---------- DOCUMENT EXTRACT ----------

10. The hinge mechanism according to claim 9, further comprising: a first actuating structure, preferably a cam structure, provided to said first lid; an aperture on said main lid member; and a valve arranged in said aperture; and wherein when said first lid moving from its said first position to said second position, said first actuating structure acting against said valve for releasing the internal pressure of said container.

11. The hinge mechanism according to claim 10, characterized in that, said first actuating structure positioned at said second end of said first lid.

12. A lid assembly, for a container, comprising: a lid mechanism as claimed in claim 1; a second mounting structure and a through-hole and a second resilient member, provided to the main lid member of said lid assembly; a first actuating structure, preferably a cam structure provided to said first lid; a plate having a first portion and a second portion, movably connecting to said second mounting structure, wherein said second resilient member arranged to sandwich said first portion of said plate between said first actuating structure and said second resilient member, wherein in the movement of said first lid from its said first position to said second position, said first actuating structure pushing said first portion of said plate downwards and biasing said second resilient member; a bracket removably connecting to said main lid member, having at least one standing wall with a third engagement member; a sliding member movably connecting to said third engagement member of said bracket to move between a first position and a second position; a button, with a third resilient member, reciprocally movable inside said through-hole of said main lid member between a first position disengaging with said sliding member and a second position engaging with said sliding member; a sealing structure, movably connecting to said standing wall of said bracket such that said sealing structure movable between a first position closing said passage of said main lid member and a second position opening said passage of said main lid member; a biasing member, operably connected to said sealing structure, such that said biasing member being biased during the movement of said sealing structure from its said first position to said second position, wherein the movement of said button from its said first position to said second position biasing said third resilient member and actuating said sliding member to move from its said first position to said second position thus actuating said sealing structure to move from its said first position to said second position; and characterized in that, before said first lid being positioned at its second position, said second portion of said plate preventing said button from movement; and said button being movable after said first lid being positioned at its second position.

----------

- [WRITTEN PROBLEM 1]
From the patent claims, return everything from "10. The hinge" down to "of said container.".
- [WRITTEN PROBLEM 2]
According to claim 11 of the patent claims, where is the first actuating structure positioned?

---------- PROVIDED MATERIAL ----------

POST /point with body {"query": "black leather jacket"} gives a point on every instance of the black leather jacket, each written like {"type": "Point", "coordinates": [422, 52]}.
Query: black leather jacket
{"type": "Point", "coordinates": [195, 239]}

----------

- [TASK RESPONSE 1]
10. The hinge mechanism according to claim 9, further comprising: a first actuating structure, preferably a cam structure, provided to said first lid; an aperture on said main lid member; and a valve arranged in said aperture; and wherein when said first lid moving from its said first position to said second position, said first actuating structure acting against said valve for releasing the internal pressure of said container.

- [TASK RESPONSE 2]
At the second end of the first lid.